> [PROBLEM DESCRIPTION]: Retype exactly the stretch of lines that begins at the line containing "For the benchmark, mark each instance of the whitecap" and ends at the last line of the data, with no other lines.

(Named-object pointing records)
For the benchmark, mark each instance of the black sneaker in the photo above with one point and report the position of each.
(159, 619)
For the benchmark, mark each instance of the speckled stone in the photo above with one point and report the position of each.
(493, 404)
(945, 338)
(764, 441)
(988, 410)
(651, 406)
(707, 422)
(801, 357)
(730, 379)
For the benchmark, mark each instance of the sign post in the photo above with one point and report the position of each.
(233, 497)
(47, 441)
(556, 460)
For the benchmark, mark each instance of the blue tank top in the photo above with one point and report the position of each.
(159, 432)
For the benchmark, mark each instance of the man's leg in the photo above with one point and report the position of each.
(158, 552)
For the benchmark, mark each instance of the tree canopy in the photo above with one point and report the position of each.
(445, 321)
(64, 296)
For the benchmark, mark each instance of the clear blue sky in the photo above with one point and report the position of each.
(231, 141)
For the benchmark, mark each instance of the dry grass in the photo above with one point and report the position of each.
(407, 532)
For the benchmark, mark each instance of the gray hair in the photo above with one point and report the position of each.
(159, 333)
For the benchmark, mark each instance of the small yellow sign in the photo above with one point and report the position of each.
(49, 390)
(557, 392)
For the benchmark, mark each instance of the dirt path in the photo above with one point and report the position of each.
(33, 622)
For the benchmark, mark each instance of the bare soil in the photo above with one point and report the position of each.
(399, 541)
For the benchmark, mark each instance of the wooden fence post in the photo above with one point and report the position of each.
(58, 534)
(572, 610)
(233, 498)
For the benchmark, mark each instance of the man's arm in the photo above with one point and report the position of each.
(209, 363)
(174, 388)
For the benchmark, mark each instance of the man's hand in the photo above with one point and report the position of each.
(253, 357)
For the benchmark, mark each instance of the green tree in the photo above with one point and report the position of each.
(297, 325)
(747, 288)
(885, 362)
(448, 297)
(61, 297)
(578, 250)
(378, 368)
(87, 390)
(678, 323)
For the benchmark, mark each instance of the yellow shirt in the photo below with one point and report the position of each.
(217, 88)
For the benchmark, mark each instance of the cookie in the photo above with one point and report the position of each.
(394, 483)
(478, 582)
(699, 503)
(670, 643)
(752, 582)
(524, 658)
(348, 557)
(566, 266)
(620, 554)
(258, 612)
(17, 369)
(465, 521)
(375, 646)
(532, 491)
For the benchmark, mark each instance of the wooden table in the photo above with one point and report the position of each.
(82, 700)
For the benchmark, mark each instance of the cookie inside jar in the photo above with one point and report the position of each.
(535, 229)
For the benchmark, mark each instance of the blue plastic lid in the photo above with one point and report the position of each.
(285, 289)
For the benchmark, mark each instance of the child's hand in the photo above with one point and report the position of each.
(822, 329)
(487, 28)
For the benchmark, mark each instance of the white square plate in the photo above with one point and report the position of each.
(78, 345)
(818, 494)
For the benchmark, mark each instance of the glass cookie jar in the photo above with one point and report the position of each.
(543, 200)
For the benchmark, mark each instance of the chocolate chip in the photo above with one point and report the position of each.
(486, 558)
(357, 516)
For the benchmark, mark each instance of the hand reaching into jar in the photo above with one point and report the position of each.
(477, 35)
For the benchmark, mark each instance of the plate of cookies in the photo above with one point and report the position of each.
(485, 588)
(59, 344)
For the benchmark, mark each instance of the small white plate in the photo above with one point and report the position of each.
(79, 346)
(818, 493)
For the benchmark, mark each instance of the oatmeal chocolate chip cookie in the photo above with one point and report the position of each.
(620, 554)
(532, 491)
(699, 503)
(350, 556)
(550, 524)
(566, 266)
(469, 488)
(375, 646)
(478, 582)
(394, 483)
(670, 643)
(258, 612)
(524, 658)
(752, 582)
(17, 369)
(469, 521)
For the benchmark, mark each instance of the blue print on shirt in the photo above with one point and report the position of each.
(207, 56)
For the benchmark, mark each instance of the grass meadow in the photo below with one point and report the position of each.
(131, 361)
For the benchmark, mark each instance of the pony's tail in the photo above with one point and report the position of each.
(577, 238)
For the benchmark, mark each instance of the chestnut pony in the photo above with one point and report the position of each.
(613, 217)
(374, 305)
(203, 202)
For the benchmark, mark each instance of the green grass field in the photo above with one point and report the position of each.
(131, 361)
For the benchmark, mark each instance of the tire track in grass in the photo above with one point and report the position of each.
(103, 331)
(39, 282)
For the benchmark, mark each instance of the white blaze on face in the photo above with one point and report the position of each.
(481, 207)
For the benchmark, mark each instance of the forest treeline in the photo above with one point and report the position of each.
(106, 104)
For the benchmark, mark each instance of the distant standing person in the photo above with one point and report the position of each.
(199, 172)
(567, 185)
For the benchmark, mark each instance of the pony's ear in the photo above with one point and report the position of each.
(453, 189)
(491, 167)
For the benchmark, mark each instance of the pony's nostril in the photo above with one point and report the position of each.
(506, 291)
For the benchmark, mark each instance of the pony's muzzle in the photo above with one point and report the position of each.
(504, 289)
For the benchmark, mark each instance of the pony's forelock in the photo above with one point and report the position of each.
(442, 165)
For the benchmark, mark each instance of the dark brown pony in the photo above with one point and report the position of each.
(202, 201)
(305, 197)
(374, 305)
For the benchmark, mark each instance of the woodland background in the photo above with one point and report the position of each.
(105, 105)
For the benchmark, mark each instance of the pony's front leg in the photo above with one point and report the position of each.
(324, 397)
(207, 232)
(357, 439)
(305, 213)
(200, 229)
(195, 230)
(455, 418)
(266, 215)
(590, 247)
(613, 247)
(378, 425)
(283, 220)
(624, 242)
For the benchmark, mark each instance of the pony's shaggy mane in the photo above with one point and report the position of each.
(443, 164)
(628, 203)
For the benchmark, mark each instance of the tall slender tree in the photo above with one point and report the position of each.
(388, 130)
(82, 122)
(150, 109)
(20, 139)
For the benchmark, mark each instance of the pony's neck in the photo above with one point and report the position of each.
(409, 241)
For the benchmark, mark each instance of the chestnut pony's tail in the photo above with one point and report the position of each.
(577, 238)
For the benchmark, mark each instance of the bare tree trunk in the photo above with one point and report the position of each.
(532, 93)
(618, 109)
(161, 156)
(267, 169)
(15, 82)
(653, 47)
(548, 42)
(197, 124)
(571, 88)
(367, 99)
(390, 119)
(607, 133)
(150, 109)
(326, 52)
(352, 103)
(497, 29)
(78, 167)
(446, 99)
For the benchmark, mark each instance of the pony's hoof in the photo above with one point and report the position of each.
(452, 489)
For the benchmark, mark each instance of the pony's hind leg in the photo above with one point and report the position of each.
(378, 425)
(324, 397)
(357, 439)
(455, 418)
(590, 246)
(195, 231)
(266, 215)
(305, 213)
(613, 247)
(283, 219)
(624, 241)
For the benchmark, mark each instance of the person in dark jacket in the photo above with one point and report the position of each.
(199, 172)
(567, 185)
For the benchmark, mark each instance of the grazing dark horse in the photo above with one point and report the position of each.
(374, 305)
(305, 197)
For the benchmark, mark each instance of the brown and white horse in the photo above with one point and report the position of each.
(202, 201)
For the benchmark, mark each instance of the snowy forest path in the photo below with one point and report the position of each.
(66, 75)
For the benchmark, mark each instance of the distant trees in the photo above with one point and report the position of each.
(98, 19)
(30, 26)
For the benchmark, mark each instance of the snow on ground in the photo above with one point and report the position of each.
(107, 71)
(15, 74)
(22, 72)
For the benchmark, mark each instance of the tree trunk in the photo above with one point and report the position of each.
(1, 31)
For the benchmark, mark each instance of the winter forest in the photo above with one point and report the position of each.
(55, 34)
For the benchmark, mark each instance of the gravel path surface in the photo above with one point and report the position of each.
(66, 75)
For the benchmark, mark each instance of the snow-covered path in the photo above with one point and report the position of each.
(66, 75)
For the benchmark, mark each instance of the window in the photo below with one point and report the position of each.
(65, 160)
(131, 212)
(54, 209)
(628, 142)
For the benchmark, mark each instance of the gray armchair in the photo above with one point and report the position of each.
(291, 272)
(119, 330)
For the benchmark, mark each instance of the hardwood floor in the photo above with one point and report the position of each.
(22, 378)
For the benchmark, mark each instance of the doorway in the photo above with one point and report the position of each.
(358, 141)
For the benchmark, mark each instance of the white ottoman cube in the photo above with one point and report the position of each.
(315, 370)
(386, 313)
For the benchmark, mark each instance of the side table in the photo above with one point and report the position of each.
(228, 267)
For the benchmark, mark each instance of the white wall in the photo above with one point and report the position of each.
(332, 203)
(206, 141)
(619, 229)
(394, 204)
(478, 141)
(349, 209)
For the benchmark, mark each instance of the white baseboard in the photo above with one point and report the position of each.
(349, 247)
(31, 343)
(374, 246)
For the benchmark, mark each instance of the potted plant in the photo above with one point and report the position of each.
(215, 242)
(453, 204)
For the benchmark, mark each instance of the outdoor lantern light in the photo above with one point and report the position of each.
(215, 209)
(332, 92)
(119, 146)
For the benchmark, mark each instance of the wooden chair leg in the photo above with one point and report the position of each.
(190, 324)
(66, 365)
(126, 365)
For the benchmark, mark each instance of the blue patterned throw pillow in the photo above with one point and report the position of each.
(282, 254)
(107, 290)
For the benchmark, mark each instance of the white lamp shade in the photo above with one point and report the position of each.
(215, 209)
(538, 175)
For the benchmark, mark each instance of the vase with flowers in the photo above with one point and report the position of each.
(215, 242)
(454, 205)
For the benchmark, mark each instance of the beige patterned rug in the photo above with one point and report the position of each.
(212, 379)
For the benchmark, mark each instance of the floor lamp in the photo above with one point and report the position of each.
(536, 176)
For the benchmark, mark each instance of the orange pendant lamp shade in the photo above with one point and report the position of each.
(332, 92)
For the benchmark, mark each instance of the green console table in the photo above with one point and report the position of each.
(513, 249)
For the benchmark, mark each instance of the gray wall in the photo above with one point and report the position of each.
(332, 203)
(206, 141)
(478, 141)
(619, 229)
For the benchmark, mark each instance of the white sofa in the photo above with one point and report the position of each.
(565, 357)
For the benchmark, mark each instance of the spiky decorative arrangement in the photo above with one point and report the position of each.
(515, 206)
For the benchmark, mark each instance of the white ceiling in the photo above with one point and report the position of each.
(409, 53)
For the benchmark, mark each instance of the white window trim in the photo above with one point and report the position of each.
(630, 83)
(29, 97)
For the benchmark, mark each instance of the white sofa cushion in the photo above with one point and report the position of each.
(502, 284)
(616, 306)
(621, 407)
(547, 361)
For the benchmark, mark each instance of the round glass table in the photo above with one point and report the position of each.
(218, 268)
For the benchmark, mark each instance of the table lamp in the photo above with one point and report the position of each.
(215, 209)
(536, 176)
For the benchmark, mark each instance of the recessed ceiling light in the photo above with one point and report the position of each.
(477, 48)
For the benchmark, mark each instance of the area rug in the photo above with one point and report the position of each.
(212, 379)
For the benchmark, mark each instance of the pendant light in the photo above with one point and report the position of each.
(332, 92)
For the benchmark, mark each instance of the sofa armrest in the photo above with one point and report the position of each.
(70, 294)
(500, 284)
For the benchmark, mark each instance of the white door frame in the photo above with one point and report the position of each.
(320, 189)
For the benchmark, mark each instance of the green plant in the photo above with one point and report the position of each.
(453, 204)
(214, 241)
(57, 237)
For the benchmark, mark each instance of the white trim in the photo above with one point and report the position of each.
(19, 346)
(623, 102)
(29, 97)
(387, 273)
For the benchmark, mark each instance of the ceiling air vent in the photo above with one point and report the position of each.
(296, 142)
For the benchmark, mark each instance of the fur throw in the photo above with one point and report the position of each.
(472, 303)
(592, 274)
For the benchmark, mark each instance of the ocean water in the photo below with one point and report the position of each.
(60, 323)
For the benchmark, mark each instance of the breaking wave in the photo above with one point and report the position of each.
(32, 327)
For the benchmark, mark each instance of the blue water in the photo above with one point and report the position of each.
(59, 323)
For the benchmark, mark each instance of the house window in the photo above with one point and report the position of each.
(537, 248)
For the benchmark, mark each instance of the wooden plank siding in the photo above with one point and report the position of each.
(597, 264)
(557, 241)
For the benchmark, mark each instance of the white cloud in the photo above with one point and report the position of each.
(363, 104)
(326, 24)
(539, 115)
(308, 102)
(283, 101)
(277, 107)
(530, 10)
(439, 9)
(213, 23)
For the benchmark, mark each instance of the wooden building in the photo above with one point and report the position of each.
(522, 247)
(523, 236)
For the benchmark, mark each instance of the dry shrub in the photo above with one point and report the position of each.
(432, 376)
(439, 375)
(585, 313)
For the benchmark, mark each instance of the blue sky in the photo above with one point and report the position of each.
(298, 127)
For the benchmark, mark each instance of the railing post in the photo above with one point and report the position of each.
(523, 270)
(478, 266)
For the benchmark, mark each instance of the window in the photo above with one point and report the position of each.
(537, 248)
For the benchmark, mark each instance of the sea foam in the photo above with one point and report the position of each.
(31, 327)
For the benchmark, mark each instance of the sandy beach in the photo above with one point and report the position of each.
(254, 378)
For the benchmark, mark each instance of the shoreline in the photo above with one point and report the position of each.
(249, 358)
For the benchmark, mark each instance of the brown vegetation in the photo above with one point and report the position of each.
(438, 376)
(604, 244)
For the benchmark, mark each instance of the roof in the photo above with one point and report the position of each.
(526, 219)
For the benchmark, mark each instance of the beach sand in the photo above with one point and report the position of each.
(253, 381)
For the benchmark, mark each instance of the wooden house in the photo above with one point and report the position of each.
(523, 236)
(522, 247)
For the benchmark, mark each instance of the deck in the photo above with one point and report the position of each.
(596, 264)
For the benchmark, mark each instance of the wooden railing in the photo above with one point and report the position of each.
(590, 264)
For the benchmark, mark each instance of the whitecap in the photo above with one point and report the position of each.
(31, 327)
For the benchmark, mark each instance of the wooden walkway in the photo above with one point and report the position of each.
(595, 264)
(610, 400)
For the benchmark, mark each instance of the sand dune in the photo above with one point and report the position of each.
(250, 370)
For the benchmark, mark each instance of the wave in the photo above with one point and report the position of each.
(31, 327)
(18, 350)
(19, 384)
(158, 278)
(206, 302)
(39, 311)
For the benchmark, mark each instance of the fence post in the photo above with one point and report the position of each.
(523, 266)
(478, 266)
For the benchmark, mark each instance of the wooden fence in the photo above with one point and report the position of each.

> [RESULT FOR THIS TASK]:
For the benchmark, mark each instance of the whitecap in the photo above with one point and report the position of each.
(31, 327)
For the benchmark, mark each instance of the wooden walkway in the photo above with one point and report the position of each.
(595, 264)
(610, 400)
For the benchmark, mark each instance of the sand dune in the photo above with one point and report the position of each.
(250, 370)
For the benchmark, mark each instance of the wave in the photo above with one point and report the position of each.
(31, 327)
(18, 350)
(19, 384)
(158, 278)
(206, 302)
(39, 311)
For the benchmark, mark each instance of the fence post in the photo above with one point and report the position of each.
(523, 266)
(478, 266)
For the benchmark, mark each instance of the wooden fence in the photo above with one point and report the position of each.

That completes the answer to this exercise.